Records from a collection
═══

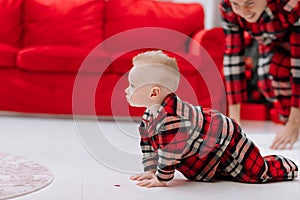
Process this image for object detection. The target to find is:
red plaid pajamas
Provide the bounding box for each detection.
[220,0,300,120]
[139,94,298,183]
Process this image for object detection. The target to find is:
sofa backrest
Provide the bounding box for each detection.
[0,0,23,47]
[105,0,204,52]
[23,0,105,47]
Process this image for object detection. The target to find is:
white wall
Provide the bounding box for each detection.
[171,0,221,29]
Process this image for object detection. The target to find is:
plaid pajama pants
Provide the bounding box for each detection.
[218,125,298,183]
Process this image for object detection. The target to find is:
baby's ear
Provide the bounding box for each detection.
[150,86,160,98]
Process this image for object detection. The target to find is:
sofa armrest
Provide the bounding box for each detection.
[188,27,225,74]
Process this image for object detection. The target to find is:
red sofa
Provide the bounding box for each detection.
[0,0,225,116]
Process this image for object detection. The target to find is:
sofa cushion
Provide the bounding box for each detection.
[23,0,105,47]
[17,46,110,73]
[0,43,18,68]
[105,0,204,49]
[0,0,23,47]
[189,27,225,73]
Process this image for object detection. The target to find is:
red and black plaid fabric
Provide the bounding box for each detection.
[220,0,300,117]
[139,94,298,183]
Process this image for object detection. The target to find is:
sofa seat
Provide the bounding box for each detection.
[0,43,19,68]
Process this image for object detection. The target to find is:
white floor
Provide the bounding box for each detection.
[0,116,300,200]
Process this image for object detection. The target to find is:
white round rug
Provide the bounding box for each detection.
[0,153,54,200]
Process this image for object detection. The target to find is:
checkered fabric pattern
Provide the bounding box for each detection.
[220,0,300,117]
[139,94,298,183]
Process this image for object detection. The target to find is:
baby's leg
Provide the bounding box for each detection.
[264,155,298,181]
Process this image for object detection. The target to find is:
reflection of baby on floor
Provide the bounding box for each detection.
[126,51,298,187]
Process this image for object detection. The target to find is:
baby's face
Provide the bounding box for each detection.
[125,76,153,107]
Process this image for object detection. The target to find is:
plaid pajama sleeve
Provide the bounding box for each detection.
[220,2,247,104]
[156,116,191,181]
[139,122,158,172]
[290,19,300,108]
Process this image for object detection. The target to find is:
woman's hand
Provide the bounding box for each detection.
[271,121,299,149]
[130,172,167,188]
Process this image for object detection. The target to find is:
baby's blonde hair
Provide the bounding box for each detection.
[132,50,179,71]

═══

> **INSTRUCTIONS FOR THE TASK**
Write out each entry exactly as given, but skip the pictures.

> **RESPONSE**
Process this image for object detection. The target to find is:
red plaid pajamas
Provide the bounding box for each detection.
[220,0,300,120]
[139,94,298,183]
Process this image for object detection. The target to find is:
sofa backrest
Provide the bounding box for each detection.
[0,0,23,47]
[105,0,204,52]
[23,0,105,47]
Process this image for object detection. The target to find is:
white wall
Provide the bounding box for each detection.
[171,0,221,29]
Process this image for object detection. The target to find is:
plaid pajama pants
Provide the bounding box for each detection.
[218,125,298,183]
Process this image for object detection. The target to find is:
baby's ear
Provide the bounding box for each detection.
[150,86,160,98]
Process this image for object detection. The target to find is:
sofa armrest
Provide the bounding box for each detection.
[188,27,225,74]
Process this image for object detection. The target to find is:
red sofa
Provide the bounding box for each detection.
[0,0,225,116]
Process this image for object detection. The target to find is:
sofa cushion
Provide the bounding box for each detection.
[23,0,105,47]
[17,46,110,73]
[0,43,18,68]
[105,0,204,49]
[0,0,23,47]
[189,27,225,73]
Process this image for object detection. The target to find is:
red and black plaid fabric
Provide the bounding box for each detection.
[220,0,300,117]
[139,94,298,183]
Process this image for object detection. The target to find is:
sofa seat
Provide the bounding box for each detection.
[0,43,19,68]
Process this image for object detection. The target to find is:
white floor
Provide the bounding box for each detection.
[0,116,300,200]
Process this image for object detection. The target to find is:
white round rug
Provide the bounding box for each detection.
[0,153,54,200]
Process this image for object detection. The target to find is:
checkered fabric pattern
Provide the bounding box for each detection.
[220,0,300,117]
[139,94,298,183]
Process this image for object detection. The target to find is:
baby's leg
Provide the bounding box for each detection.
[264,155,298,181]
Process this image for object detection. The target to find is:
reflection of baby on floor
Provide the bounding box for each detection.
[126,51,298,187]
Process this image for object detection. The target to find is:
baby's face
Provide the bounding box for each detection.
[125,76,153,107]
Process this image for object detection. The target to find is:
plaid pajama sleeve
Provide the bounding box for each detection.
[220,2,247,104]
[156,116,191,181]
[139,122,158,172]
[290,19,300,108]
Process this image for object detection. The target to find is:
woman's hand
Provide the bounding box for each detection.
[271,121,299,149]
[130,172,167,188]
Process this image for object detection. The target to find is:
baby's blonde hair
Provide the bounding box for each detection.
[132,50,179,71]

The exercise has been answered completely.